-- Records of labeled points --
-*-*-
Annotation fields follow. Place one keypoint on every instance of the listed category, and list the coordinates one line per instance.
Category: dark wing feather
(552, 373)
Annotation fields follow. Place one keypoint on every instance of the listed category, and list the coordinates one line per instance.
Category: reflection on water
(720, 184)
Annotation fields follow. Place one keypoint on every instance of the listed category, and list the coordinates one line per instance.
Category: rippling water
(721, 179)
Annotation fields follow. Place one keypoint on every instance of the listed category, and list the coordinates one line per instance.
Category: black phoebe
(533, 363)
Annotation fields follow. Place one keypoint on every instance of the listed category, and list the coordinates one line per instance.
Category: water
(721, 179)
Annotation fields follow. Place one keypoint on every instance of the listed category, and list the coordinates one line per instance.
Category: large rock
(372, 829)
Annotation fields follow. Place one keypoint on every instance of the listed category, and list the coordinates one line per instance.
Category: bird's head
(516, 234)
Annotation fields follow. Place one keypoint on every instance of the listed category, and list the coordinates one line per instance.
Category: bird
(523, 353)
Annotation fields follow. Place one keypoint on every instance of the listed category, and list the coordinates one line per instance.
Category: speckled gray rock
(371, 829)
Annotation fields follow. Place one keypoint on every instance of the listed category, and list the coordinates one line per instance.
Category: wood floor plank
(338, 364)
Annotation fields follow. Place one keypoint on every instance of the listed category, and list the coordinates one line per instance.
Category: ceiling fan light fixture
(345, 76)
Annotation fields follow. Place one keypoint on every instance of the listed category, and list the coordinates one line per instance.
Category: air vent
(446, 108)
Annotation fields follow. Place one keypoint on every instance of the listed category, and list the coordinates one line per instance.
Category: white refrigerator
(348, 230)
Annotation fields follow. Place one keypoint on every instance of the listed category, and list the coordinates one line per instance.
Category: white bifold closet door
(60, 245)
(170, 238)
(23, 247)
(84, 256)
-*-*-
Write the data back out verbatim.

-- Worked answer --
Annotation fields follow. Place one keypoint on every instance of the listed category, and list the coordinates one line per instance.
Category: dark wing feather
(552, 373)
Annotation fields follow. Place one keypoint on every instance of the listed category, and list the coordinates one line per instance.
Category: reflection on water
(720, 184)
Annotation fields follow. Place one keypoint on every instance of the listed category, and list the coordinates one line per instance.
Category: rippling water
(721, 179)
Annotation fields follow. Place one keypoint on every instance of the listed category, and list the coordinates one line per instance.
Category: black phoebe
(533, 363)
Annotation fields follow. Place one keypoint on every instance of the listed category, and list the coordinates one line per instance.
Category: water
(721, 179)
Annotation fields follow. Place one keypoint on every instance of the listed category, and list the coordinates one line per instance.
Category: large rock
(372, 829)
Annotation fields follow. Place one keypoint on every instance of the listed category, and list the coordinates one line per instance.
Category: bird's head
(516, 234)
Annotation fields follow. Place one keypoint on every instance of the listed category, and list the coordinates one line per instance.
Category: bird
(523, 353)
Annotation fields follow. Place one keypoint on every instance of the listed category, and list the coordinates one line per instance.
Category: speckled gray rock
(371, 829)
Annotation fields follow. Place one keypoint on every instance of the listed category, and list the coordinates one line per instance.
Category: wood floor plank
(338, 364)
Annotation fields follow. Place one keypoint on every instance of the listed category, and list the coordinates one line per instance.
Category: ceiling fan light fixture
(345, 76)
Annotation fields follow. Place one keypoint on every instance of the listed category, and list the coordinates one line per instance.
Category: air vent
(446, 108)
Annotation fields follow. Place one keypoint on every instance of the listed category, and list the coordinates one line per instance.
Category: white refrigerator
(348, 230)
Annotation fields follow. Place one keypoint on every instance of the listed category, and list the coordinates one line per instance.
Category: white bifold closet door
(60, 245)
(170, 238)
(23, 247)
(84, 256)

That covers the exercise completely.